● What the task requires
Gather every line in the records below that contains the word "plaid".

● Region pointing data
○ ○ ○ ○

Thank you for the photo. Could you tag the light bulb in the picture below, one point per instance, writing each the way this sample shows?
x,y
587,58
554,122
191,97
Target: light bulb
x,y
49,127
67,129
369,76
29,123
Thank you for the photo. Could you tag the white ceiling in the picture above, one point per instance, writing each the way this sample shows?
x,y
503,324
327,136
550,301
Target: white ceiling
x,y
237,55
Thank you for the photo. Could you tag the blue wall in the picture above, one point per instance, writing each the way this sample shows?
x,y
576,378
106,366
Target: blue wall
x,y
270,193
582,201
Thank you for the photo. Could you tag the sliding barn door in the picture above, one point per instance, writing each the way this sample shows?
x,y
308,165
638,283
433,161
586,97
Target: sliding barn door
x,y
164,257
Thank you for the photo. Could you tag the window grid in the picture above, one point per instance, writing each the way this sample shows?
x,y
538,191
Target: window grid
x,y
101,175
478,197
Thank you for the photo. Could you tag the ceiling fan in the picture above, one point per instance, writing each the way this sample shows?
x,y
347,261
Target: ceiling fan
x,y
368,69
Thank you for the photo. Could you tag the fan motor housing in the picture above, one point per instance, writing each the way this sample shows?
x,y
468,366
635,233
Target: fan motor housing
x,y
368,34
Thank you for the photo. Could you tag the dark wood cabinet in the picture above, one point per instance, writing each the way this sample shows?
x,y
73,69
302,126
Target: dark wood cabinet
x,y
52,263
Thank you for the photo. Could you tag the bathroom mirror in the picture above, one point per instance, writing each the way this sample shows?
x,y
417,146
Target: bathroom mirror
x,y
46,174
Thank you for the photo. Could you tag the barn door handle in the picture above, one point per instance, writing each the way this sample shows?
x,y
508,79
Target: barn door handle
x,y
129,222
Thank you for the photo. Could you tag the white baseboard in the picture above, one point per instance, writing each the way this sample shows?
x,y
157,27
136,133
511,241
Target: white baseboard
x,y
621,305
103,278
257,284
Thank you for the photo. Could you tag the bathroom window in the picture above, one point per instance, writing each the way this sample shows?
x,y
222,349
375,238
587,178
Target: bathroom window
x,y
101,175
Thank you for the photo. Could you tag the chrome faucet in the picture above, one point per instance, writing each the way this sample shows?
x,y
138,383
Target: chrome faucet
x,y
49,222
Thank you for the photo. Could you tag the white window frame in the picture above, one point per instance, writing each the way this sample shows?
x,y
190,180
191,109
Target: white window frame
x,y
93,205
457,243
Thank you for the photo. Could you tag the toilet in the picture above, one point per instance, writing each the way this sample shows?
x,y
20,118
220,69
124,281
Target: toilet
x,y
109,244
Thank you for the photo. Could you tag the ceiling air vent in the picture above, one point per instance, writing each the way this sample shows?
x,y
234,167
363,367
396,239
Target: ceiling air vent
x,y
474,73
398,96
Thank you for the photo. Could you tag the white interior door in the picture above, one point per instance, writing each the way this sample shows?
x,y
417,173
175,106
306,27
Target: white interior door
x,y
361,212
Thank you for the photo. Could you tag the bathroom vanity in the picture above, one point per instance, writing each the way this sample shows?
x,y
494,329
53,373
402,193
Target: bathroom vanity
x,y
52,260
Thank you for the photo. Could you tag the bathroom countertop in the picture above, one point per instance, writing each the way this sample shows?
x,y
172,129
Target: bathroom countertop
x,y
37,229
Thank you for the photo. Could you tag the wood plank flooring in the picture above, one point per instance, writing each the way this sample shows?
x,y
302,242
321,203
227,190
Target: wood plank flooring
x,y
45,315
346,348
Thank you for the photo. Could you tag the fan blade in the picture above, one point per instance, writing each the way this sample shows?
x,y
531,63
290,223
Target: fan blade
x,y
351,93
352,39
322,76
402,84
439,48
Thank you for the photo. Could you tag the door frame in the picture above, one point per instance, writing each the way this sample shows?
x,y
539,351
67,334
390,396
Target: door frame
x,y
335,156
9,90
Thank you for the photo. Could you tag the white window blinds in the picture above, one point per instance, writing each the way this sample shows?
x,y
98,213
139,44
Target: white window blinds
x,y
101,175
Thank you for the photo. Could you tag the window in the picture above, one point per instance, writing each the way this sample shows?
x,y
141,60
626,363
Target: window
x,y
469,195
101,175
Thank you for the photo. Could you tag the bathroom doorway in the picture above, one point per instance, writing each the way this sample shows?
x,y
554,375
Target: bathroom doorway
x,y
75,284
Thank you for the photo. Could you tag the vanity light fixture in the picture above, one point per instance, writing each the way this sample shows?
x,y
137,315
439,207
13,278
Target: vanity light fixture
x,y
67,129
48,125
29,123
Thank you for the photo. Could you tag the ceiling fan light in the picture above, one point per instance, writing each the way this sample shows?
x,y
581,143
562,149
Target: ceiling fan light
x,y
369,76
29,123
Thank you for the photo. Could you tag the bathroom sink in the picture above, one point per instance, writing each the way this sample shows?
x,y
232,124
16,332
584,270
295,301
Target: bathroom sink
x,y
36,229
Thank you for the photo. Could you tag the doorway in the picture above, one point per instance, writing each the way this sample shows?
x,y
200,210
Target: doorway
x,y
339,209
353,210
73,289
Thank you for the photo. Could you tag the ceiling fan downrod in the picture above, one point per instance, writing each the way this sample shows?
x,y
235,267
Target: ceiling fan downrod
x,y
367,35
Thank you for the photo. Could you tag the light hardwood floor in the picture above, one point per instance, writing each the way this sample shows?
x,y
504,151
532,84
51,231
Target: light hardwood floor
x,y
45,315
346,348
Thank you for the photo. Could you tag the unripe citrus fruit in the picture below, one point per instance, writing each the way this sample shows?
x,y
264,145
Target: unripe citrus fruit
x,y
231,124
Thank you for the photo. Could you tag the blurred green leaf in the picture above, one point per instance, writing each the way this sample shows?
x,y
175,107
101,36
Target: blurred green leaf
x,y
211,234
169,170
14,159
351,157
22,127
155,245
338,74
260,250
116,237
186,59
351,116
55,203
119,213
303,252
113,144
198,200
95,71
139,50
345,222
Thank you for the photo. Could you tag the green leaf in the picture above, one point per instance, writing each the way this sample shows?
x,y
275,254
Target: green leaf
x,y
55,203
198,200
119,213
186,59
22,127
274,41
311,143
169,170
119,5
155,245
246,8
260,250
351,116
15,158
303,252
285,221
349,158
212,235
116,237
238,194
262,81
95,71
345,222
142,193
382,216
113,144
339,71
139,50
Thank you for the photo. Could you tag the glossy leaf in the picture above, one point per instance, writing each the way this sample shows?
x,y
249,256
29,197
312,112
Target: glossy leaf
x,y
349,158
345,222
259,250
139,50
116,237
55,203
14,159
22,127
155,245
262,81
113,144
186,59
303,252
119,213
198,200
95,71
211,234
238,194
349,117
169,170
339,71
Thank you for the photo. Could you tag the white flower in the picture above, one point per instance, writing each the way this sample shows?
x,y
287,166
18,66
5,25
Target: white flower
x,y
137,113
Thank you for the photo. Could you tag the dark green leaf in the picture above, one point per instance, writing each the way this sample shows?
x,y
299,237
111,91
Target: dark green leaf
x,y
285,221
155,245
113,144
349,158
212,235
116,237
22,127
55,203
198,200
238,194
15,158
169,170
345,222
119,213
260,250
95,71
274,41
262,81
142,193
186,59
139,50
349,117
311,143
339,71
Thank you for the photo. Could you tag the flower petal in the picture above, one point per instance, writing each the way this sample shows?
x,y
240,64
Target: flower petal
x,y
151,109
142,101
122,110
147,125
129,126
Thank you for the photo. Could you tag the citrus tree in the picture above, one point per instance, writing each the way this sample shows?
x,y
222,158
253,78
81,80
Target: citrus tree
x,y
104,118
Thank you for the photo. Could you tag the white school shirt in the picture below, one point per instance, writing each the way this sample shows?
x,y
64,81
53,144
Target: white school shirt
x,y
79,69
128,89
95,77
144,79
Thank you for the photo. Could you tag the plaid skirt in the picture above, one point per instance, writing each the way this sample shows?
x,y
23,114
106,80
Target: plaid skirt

○ ○ ○ ○

● Written answer
Thank you for the photo. Could you tag the plaid skirt in the picture above, one point per instance, writing each the way this sample shows?
Target: plaid skirt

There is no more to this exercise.